• Excerpted text
○ ○ ○

Malaria journal

New adenovirus-based vaccine vectors targeting Pfs25 elicit antibodies that inhibit Plasmodium falciparum transmission.

PMID 28619071


An effective malaria transmission-blocking vaccine (TBV) would be a major advance in the current efforts to eliminate and, ultimately, eradicate malaria. Antibodies against Plasmodium falciparum surface protein, Pfs25, are known to block parasite development in the mosquito vector. However, in initial clinical trials the limited immunogenicity of recombinant Pfs25 protein-in-adjuvant vaccines has been a challenge. Novel human adenovirus type 5 (Ad5) vectors were used in heterologous prime boost vaccination strategies to augment the immune response against Pfs25. Specifically, an Ad5 vector that directs expression of full-length, membrane-bound Pfs25 was used as a priming immunization followed by a boost with Ad5 viral particles displaying only the Pfs25 epitope targeted by transmission-blocking antibodies 4B7 and 1D2 (Pfs25 aa 122-134) in hypervariable region 5 of the hexon capsid protein. This heterologous prime-boost vaccine strategy induced antibodies that significantly inhibit P. falciparum transmission to mosquitoes in a standard membrane-feeding assay. Further, immunized mice generated a robust anti-Pfs25 antibody response characterized by higher titer, higher relative avidity and a broader IgG subclass profile than observed with a homologous prime-boost with recombinant Pfs25/alum. The data suggest that focusing the immune response against defined epitopes displayed on the viral capsid is an effective strategy for transmission-blocking vaccine development.

○ ○ ○

• Entries shown
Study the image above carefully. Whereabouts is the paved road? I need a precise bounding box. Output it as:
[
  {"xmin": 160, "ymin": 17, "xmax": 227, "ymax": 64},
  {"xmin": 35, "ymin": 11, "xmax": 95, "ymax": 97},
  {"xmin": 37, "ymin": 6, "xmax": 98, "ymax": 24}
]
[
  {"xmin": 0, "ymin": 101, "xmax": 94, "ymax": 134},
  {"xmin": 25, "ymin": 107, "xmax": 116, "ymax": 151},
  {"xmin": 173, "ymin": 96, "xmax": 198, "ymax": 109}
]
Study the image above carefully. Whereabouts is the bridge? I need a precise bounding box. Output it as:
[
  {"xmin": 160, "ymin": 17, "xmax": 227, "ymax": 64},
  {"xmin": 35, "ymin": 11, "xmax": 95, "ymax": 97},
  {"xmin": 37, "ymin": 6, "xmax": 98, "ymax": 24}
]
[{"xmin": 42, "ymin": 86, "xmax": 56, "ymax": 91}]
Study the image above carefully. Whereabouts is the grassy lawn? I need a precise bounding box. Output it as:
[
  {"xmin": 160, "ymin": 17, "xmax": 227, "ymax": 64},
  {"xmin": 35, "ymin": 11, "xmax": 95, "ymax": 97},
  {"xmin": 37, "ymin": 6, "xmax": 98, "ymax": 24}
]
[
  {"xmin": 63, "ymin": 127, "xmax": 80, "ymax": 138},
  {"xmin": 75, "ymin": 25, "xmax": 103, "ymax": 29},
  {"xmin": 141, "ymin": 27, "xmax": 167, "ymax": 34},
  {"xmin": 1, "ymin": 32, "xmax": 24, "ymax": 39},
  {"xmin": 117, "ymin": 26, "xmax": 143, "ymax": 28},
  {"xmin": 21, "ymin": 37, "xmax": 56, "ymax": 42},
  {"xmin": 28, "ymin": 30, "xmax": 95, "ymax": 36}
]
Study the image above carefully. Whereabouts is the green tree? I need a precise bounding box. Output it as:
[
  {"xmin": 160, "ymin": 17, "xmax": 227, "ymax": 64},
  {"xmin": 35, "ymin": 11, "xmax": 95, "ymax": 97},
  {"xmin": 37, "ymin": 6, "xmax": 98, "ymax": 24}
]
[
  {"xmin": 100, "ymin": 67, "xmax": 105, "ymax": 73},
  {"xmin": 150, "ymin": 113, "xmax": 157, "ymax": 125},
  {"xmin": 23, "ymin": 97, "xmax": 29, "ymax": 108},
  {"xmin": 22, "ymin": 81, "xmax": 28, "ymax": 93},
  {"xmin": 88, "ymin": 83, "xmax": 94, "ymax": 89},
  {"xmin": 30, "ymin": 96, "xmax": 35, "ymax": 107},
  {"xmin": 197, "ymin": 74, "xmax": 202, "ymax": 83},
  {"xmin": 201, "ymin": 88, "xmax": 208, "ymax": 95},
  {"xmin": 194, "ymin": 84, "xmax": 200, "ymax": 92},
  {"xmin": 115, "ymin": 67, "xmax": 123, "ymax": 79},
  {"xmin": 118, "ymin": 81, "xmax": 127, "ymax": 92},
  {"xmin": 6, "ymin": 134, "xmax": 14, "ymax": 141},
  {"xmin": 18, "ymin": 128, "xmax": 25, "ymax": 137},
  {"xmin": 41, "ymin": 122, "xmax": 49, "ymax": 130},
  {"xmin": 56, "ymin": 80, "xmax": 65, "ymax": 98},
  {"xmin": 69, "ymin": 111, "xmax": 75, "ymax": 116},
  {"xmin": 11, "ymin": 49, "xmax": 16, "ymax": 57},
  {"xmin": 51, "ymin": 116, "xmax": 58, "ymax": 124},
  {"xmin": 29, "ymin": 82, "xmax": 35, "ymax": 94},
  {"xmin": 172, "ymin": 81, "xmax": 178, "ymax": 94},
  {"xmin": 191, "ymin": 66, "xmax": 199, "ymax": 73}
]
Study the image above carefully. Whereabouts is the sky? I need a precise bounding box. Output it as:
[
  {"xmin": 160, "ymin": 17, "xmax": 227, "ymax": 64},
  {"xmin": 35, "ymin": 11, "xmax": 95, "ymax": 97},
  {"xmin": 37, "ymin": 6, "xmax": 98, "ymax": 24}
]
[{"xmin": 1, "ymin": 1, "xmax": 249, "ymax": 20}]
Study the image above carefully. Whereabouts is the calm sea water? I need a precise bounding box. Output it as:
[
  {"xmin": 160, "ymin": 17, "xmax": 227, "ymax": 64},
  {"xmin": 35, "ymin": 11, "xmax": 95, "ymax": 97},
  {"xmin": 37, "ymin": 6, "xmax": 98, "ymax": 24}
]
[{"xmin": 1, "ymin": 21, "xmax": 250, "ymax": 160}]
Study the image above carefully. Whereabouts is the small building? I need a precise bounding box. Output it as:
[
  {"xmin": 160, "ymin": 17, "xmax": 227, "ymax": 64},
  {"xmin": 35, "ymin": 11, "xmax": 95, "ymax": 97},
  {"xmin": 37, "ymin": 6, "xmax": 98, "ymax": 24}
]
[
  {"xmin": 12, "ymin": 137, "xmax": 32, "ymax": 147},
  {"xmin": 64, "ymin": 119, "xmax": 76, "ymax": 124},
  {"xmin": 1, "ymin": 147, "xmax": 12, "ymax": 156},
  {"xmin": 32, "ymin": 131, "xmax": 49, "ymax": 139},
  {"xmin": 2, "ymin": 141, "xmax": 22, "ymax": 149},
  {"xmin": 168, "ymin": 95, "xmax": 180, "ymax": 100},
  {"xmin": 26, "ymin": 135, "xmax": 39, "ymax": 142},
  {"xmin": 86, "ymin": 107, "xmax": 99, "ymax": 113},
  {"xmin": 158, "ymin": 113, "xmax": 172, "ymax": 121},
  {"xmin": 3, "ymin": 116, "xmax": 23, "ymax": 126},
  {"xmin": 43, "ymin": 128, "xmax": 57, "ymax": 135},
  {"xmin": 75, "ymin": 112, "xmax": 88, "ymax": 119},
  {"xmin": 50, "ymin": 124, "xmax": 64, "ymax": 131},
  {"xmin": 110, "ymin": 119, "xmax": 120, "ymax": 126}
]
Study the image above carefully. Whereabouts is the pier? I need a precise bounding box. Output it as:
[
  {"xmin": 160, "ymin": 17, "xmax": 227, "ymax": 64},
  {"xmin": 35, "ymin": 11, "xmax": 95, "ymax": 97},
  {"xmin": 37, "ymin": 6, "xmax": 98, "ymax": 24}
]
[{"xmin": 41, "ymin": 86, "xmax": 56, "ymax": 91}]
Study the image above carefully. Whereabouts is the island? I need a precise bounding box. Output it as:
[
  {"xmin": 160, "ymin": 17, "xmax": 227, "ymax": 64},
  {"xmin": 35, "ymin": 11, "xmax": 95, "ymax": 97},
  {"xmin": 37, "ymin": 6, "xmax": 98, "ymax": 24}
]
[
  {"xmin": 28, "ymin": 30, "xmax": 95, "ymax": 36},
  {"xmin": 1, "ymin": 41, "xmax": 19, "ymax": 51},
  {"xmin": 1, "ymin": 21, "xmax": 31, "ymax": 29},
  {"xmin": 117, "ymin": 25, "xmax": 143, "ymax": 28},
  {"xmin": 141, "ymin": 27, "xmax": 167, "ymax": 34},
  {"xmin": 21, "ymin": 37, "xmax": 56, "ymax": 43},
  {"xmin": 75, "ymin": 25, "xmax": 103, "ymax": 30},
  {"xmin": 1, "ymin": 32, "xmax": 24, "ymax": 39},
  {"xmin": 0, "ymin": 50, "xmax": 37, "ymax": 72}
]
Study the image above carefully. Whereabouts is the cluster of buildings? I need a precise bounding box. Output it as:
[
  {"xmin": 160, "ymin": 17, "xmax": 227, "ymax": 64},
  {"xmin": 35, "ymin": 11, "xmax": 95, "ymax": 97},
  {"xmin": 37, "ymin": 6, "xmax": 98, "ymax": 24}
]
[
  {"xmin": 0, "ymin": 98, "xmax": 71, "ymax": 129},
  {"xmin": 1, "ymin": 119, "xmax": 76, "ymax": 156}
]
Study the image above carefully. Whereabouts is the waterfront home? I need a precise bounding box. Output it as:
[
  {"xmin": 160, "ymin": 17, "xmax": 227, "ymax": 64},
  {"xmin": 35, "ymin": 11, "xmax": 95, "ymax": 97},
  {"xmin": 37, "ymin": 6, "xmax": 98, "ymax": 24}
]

○ ○ ○

• Activity
From the malaria vaccine abstract, list each way the anti-Pfs25 antibody response in immunized mice is said to differ from the response to the homologous prime-boost with recombinant Pfs25/alum.

• Answer to this problem
- Higher titer
- Higher relative avidity
- A broader IgG subclass profile